What is being asked:
Write out the entries verbatim and leave the images out of the copy.

★ ★ ★ ★ ★ ★ ★

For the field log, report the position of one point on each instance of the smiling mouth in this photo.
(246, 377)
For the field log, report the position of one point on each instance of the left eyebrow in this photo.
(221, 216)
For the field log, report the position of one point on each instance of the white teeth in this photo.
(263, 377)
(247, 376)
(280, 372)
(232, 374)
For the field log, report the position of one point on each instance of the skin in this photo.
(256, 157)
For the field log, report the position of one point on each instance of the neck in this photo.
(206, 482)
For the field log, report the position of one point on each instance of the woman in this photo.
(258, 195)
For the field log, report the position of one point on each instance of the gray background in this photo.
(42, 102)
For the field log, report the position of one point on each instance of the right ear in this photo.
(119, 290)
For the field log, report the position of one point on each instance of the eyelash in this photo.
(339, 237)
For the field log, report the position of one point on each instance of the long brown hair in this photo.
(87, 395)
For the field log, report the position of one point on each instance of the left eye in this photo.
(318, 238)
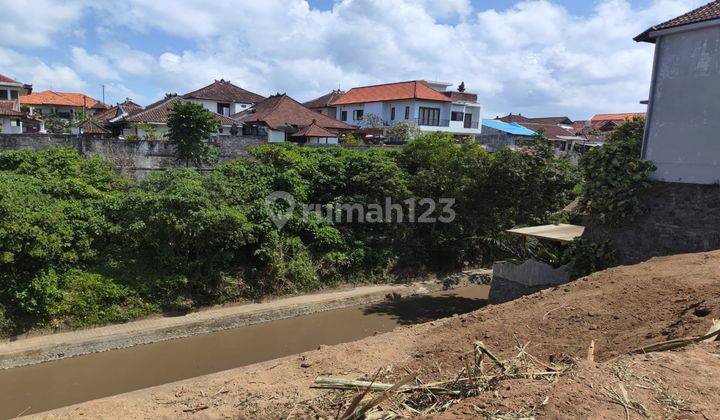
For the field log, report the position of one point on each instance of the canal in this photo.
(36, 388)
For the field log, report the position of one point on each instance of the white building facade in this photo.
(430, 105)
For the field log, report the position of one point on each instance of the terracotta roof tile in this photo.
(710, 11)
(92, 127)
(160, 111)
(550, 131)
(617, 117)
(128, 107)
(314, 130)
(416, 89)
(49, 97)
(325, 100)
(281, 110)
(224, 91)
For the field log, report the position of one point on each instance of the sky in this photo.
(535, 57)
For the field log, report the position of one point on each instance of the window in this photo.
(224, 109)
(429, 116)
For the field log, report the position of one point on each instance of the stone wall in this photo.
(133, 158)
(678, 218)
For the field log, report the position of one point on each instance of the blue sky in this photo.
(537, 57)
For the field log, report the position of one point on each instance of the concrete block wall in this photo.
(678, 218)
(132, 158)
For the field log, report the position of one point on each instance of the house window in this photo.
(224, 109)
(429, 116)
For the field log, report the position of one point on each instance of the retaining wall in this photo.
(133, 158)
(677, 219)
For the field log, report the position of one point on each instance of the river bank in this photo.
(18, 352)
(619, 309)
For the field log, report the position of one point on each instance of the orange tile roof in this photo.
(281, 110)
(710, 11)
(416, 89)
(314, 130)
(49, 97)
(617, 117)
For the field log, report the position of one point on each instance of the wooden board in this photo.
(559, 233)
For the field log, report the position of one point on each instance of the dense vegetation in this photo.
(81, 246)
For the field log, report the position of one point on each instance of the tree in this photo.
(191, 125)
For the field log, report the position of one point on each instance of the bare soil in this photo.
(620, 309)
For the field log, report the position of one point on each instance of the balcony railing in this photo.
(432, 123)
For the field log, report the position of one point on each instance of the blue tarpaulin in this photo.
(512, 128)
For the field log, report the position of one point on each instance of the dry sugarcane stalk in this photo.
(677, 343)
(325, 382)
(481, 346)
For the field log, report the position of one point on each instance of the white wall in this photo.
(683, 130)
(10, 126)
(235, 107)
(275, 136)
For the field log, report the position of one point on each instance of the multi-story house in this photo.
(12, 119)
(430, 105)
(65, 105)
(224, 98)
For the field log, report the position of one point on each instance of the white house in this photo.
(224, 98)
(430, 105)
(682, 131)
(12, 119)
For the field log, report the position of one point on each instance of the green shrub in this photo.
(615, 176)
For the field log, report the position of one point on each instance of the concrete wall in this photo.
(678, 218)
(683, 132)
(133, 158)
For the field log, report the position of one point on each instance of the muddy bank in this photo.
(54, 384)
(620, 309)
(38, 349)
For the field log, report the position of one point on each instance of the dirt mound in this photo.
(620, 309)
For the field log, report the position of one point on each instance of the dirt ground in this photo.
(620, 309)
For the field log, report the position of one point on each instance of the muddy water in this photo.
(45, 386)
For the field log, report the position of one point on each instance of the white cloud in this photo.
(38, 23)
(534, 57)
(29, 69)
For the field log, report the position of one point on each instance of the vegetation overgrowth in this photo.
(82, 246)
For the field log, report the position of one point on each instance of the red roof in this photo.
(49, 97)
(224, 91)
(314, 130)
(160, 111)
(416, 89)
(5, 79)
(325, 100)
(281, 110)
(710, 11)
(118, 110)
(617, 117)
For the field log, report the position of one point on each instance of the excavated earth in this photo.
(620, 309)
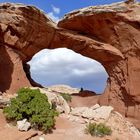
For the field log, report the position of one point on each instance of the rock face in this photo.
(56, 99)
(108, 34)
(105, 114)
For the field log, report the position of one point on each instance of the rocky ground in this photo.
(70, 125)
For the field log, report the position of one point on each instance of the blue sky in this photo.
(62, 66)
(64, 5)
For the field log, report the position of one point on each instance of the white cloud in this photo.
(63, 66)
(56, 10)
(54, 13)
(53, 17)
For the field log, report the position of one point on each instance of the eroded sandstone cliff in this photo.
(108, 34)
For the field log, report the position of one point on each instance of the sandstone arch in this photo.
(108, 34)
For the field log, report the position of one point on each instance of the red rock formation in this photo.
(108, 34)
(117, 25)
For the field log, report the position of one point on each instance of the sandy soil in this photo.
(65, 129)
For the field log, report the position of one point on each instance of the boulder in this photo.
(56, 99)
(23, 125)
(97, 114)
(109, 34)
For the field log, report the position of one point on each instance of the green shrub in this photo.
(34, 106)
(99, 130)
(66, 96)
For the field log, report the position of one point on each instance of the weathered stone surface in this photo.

★ ★ ★ ★ ★ ★ ★

Output:
For the field log, report the position of one point on each instance of the smiling mouth in this photo.
(246, 377)
For the field log, report the position of one point on each instance of the left eyebrow in this photo.
(221, 216)
For the field log, report the position of one point on each instance of the white teeth in this photo.
(263, 377)
(247, 376)
(280, 372)
(232, 374)
For the field log, report the position of one point on each instance of the skin in this photo.
(256, 157)
For the field log, report the position of one point on each instance of the neck in this photo.
(206, 482)
For the field log, report the position of one point on each instance of the woman in this photo.
(258, 195)
For the field log, report the position of one point on each instance of the gray background in this photo.
(42, 102)
For the field log, report the position of one point on each instance of the right ear in this photo.
(119, 290)
For the field log, report the position of one point on each instance of the eyelash in this photo.
(339, 237)
For the field log, report the position of one point on each instance of the long brown hair in this photo.
(87, 395)
For the field log, report the position of one point on each instance of the left eye in this photo.
(318, 238)
For the field log, report the position of one point on each instance of the canal in this photo.
(36, 388)
For the field log, report the position of one point on each instance of the white building facade in this photo.
(430, 105)
For the field log, report the position of one point on each instance of the terracotta roof tile in this photo.
(710, 11)
(92, 127)
(160, 111)
(550, 131)
(617, 117)
(128, 107)
(314, 130)
(416, 89)
(49, 97)
(325, 100)
(281, 110)
(224, 91)
For the field log, report the position of one point on each instance of the sky in this photo.
(535, 57)
For the field log, report the position of one point on each instance of the window in this photo.
(224, 109)
(429, 116)
For the field log, report the position of one point on each instance of the stone wall in this photo.
(133, 158)
(678, 218)
For the field log, report the position of one point on each instance of the blue sky in this photo.
(537, 57)
For the field log, report the position of one point on each instance of the concrete block wall in this photo.
(678, 218)
(132, 158)
For the field log, report the position of one point on each instance of the house window in this photo.
(224, 109)
(429, 116)
For the field log, report the position of one point on each instance of the retaining wall in this photo.
(133, 158)
(677, 219)
For the field log, report the position of one point on each instance of the river bank in this photo.
(18, 352)
(619, 309)
For the field log, report the position of one point on each instance of the orange tile roof in this photo.
(281, 110)
(710, 11)
(416, 89)
(314, 130)
(49, 97)
(617, 117)
For the field log, report the position of one point on each instance of the wooden board in this photo.
(559, 233)
For the field log, report the position of one point on each instance of the dense vegetation in this photo.
(81, 246)
For the field log, report the position of one point on each instance of the tree in this photo.
(191, 125)
For the field log, report the position of one point on each instance of the bare soil in this photo.
(620, 309)
For the field log, report the position of one point on each instance of the balcony railing in this photo.
(432, 123)
For the field log, report the position of one point on each instance of the blue tarpaulin in this photo.
(512, 128)
For the field log, report the position of one point on each instance of the dry sugarcane stalk in this photo.
(677, 343)
(325, 382)
(481, 346)
For the field log, report the position of one point on each instance of the white wall in this photo.
(683, 130)
(10, 126)
(235, 107)
(275, 136)
For the field log, report the position of one point on each instance of the multi-story house in this photo.
(12, 119)
(430, 105)
(65, 105)
(224, 98)
For the field log, report the position of one point on each instance of the white house in this photo.
(224, 98)
(430, 105)
(682, 131)
(12, 119)
For the field log, report the position of one point on each instance of the green shrub in this photo.
(615, 176)
For the field log, report the position of one point on each instance of the concrete wall in this photo.
(678, 218)
(683, 132)
(133, 158)
For the field log, report the position of one point on each instance of the muddy bank in this photo.
(54, 384)
(620, 309)
(38, 349)
For the field log, report the position of one point on each instance of the dirt mound in this photo.
(620, 309)
For the field log, report the position of one point on each instance of the dirt ground in this photo.
(620, 309)
For the field log, report the position of one point on each instance of the muddy water in this photo.
(45, 386)
For the field log, report the position of one point on each instance of the white cloud in this photo.
(38, 23)
(534, 57)
(29, 69)
For the field log, report the position of one point on each instance of the vegetation overgrowth in this photo.
(82, 246)
For the field log, report the position of one point on each instance of the red roof in this photo.
(49, 97)
(224, 91)
(314, 130)
(160, 111)
(416, 89)
(5, 79)
(325, 100)
(281, 110)
(710, 11)
(118, 110)
(617, 117)
For the field log, report the position of one point on each instance of the excavated earth in this photo.
(620, 309)
For the field log, report the position of one point on each instance of the rock face in this photo.
(56, 99)
(108, 34)
(105, 114)
For the field log, report the position of one point on each instance of the rocky ground in this photo.
(70, 125)
For the field log, report the position of one point on each instance of the blue sky in this photo.
(62, 66)
(64, 5)
For the field log, report the position of one point on each instance of the white cloud in this photo.
(63, 66)
(56, 10)
(54, 13)
(53, 17)
For the field log, report the position of one point on each instance of the eroded sandstone cliff in this photo.
(108, 34)
For the field log, report the position of one point on each instance of the sandstone arch in this photo.
(108, 34)
For the field log, report the position of one point on each instance of the red rock formation in this photo.
(108, 34)
(117, 25)
For the field log, report the position of one point on each instance of the sandy soil in this photo.
(65, 129)
For the field log, report the position of one point on each instance of the boulder in this photo.
(56, 99)
(23, 125)
(97, 114)
(109, 34)
For the field log, report the position of one point on each instance of the green shrub in this photo.
(34, 106)
(99, 130)
(66, 96)
For the field log, report the position of one point on each instance of the weathered stone surface in this photo.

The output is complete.